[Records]
——
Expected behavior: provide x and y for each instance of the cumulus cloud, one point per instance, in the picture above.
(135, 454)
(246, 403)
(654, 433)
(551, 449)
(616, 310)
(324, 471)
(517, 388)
——
◆ Written task
Rewrite the records with "cumulus cloud" switched to "cumulonimbus cloud" and everything else left the same.

◆ Expected answer
Expected behavior: provide x and y for each instance of the cumulonimbus cloud, one point per instance, in the picture above.
(135, 454)
(246, 403)
(654, 433)
(551, 449)
(616, 310)
(324, 471)
(517, 388)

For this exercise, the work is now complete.